▶ **Task description**: Repeat everything in the material below, from the line containing "352, row 53." down to the line containing "column 166, row 294", with both of those lines included and every line left unchanged.

▶ **Dataset rows**:
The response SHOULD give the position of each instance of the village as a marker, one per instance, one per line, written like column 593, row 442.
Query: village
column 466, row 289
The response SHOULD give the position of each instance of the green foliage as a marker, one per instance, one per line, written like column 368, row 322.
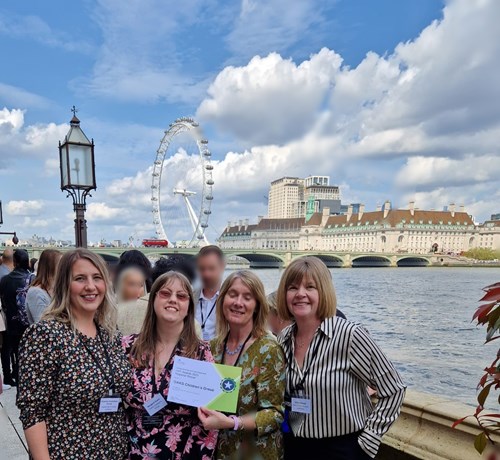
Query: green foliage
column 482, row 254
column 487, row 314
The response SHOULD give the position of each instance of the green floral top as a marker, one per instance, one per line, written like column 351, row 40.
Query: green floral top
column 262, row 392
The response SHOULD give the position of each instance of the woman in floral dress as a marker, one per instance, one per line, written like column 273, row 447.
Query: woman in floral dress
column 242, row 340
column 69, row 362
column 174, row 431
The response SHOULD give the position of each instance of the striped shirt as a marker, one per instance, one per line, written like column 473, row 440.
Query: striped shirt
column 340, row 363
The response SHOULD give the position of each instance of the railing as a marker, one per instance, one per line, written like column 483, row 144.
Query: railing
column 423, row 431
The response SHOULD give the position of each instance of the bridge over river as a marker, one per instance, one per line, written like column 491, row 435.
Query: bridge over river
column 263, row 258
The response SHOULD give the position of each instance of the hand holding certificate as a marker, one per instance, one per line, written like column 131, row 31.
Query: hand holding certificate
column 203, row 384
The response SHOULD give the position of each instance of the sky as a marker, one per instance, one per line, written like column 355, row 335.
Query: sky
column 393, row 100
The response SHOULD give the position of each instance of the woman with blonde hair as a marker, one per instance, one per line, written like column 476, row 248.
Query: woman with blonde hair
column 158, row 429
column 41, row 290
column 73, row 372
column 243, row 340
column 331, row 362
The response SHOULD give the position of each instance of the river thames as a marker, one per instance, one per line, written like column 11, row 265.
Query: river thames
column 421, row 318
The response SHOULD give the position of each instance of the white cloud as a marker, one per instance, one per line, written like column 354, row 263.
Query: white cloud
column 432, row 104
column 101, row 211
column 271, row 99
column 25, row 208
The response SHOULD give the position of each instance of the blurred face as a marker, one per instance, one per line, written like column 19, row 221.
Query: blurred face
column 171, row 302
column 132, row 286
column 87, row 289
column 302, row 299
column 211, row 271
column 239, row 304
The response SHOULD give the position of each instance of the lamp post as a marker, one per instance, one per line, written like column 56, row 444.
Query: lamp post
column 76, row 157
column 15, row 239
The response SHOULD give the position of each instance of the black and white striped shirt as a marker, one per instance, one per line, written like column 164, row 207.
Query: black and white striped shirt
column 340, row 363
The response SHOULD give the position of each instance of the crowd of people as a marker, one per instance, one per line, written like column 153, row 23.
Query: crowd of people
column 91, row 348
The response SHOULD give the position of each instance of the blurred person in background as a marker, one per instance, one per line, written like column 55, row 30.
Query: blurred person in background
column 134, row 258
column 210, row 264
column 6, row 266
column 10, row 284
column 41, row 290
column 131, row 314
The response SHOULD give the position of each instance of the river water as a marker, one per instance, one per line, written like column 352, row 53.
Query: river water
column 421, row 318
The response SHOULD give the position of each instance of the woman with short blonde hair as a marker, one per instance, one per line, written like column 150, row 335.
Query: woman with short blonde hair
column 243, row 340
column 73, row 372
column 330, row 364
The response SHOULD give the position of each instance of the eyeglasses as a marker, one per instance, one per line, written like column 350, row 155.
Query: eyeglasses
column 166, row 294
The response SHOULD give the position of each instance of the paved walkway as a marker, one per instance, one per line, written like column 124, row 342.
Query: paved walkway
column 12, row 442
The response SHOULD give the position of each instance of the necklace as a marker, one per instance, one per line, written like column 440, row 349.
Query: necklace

▶ **Full answer**:
The response SHOULD give the position of each instance of the river water as a marker, one per instance, one per line, written like column 352, row 53.
Query: river water
column 421, row 318
The response SHOULD give the position of each instance of the woman with short blonde hair as a marker, one per instance, one per line, written like column 150, row 335.
Query: woman with short blonde hair
column 243, row 340
column 73, row 372
column 330, row 364
The response SHOULD give the position of each instance of the eyeglasses as a marker, one per instance, one per line, written like column 350, row 155.
Query: eyeglasses
column 166, row 294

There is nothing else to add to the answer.